DIRECTIONS FOR THIS TASK :: In the listing below, change every "pixel coordinates" to "image coordinates" and reproduce the lines with nothing else altered.

ENTRIES ::
###

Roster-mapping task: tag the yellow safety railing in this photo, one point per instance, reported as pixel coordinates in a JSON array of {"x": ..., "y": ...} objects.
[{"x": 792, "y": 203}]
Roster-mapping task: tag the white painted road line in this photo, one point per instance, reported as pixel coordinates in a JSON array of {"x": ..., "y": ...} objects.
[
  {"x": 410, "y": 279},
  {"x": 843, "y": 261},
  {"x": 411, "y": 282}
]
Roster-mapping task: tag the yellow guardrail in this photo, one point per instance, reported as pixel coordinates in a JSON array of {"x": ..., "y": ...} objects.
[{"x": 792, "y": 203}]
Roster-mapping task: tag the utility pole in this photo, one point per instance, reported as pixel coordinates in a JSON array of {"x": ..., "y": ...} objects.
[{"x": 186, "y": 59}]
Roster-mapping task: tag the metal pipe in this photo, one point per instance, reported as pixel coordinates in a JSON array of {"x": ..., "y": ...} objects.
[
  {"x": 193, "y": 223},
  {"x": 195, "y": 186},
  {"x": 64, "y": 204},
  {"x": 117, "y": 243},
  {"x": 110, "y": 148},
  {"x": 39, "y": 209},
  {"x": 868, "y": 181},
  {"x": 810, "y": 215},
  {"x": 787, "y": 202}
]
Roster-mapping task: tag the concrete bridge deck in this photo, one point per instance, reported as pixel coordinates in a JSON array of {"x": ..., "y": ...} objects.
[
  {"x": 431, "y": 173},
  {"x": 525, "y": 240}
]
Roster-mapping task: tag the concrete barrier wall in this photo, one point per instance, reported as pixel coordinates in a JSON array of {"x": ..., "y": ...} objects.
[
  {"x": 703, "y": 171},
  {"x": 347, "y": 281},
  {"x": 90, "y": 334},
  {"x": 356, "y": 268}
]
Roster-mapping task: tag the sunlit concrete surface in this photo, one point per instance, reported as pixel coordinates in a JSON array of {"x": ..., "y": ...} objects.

###

EXPECTED ANSWER ::
Roster-mapping task: tag the yellow safety railing in this photo, one point per instance, reported as image coordinates in a JSON array of {"x": ..., "y": ...} objects.
[{"x": 792, "y": 203}]
Roster-mapping task: tag the white painted road line in this photo, one point per instance, reported as image coordinates in a JSON array of {"x": ..., "y": ...} objects.
[
  {"x": 410, "y": 279},
  {"x": 843, "y": 261},
  {"x": 411, "y": 282}
]
Roster-mapping task: tag the yellow guardrail in this photo, one point per instance, reported as image coordinates in a JSON array of {"x": ..., "y": ...} objects.
[{"x": 792, "y": 203}]
Roster-mapping task: tag the utility pole in this photo, one point per instance, reported as image coordinates in a JSON array of {"x": ..., "y": ...} objects.
[{"x": 186, "y": 59}]
Roster-mapping task: tag the metal pipe in this photo, one point per instance, reported as image coordinates in a JSON array of {"x": ..., "y": ...} objects.
[
  {"x": 193, "y": 223},
  {"x": 195, "y": 186},
  {"x": 64, "y": 204},
  {"x": 117, "y": 243},
  {"x": 110, "y": 148},
  {"x": 39, "y": 209},
  {"x": 868, "y": 181},
  {"x": 810, "y": 215},
  {"x": 787, "y": 202}
]
Roster-mapping task: tag the concrete bridge deck in this photo, one point per instance, reported as image coordinates in a JSON array of {"x": ..., "y": ...} objects.
[
  {"x": 431, "y": 173},
  {"x": 525, "y": 240}
]
Roster-mapping task: tag the concrete barrier wall in this photo, one point per instance, reported as image coordinates in a JSON array of {"x": ..., "y": ...} objects.
[
  {"x": 703, "y": 171},
  {"x": 347, "y": 281},
  {"x": 90, "y": 334},
  {"x": 356, "y": 268}
]
Roster-mapping task: tag the sunlit concrete surface in this photo, one point per instance, reported as image coordinates in a JSON array of {"x": ..., "y": ...} objects.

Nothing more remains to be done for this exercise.